SELECTED PASSAGE:

All you need to do is figure out how many US presidents in the White House were lawyers over the entire history ol the USA as a nation? George Washington was a General in the Revolutionary War. After him how many were lawyers? An overwhelming number. If power was not about laws? What the hell are these lawyers doing in the senate and the house and the judicial branch? Taking lint out of their belly buttons?


And nowadays, consider how many people in Congress and in the White House have graduated from prestigious universities. I'm sure quite a few went to Georgetown or Yale.
#15279289
Beren wrote:But Rancid is, hence he ended up as middle class in Texas. You're an authentic Latina indeed, so you ended up in Mexico instead.


Not sure if this is some sort of irony or sarcasm that I'm not understanding? I'm not white (Tainari mentioned that already).

Soy Latino muchacho.

Or are you making some sort of social commentary that anyone who is middle class is by default white even if they are not? :?: (a point I would disagree with, but anyway...)

I'm not understanding you here.

FYI, I have beautiful mocha/brown skin. Women love that shit. 8)
#15279293
wat0n wrote:Under American concepts, one can be both White and Latino/Hispanic. Or Black and Latino. Or Asian and Latino. Or even Native American and Latino, although most indigenous people from Latin America would - ironically - not fall into this label (because they are not native to the US).


Correct.

I'm often listed as black and latino on forms and whatnot. The funny thing is, my DNA profile say's I'm 60% European and 30% black. However, seems like most people in America bucket me under black-latino. That said, when forms say "check all that apply" I select both white and black along with Latino/hispanic. :lol: It's a fucking mess, and shows what a silly thing this whole race thing is to start with. Those forms confuse the shit out of me, and often i just don't fill out anything.



@Tainari88,

Fun fact I've never shared.

I'm part of a multi-year study by the census bureau. For the last 15 years, I get a questionnaire from the census bureau every year or so. Basically, they are following my life. They ask me about my family, my kids, and most of all, my education, job, and income levels. It's part of a study where they are trying to track and understand people's (mostly financial) success long term.

DATA:

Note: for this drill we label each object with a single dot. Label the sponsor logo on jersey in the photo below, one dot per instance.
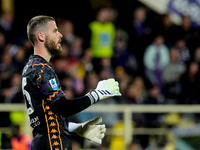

EXERCISE BRIEF:
Transcribe everything in the forum exchange from "I'm not understanding you" down to "fill out anything.". The material has no connection to the forum exchange.

TASK OUTPUT:
I'm not understanding you here.

FYI, I have beautiful mocha/brown skin. Women love that shit. 8)
#15279293
wat0n wrote:Under American concepts, one can be both White and Latino/Hispanic. Or Black and Latino. Or Asian and Latino. Or even Native American and Latino, although most indigenous people from Latin America would - ironically - not fall into this label (because they are not native to the US).


Correct.

I'm often listed as black and latino on forms and whatnot. The funny thing is, my DNA profile say's I'm 60% European and 30% black. However, seems like most people in America bucket me under black-latino. That said, when forms say "check all that apply" I select both white and black along with Latino/hispanic. :lol: It's a fucking mess, and shows what a silly thing this whole race thing is to start with. Those forms confuse the shit out of me, and often i just don't fill out anything.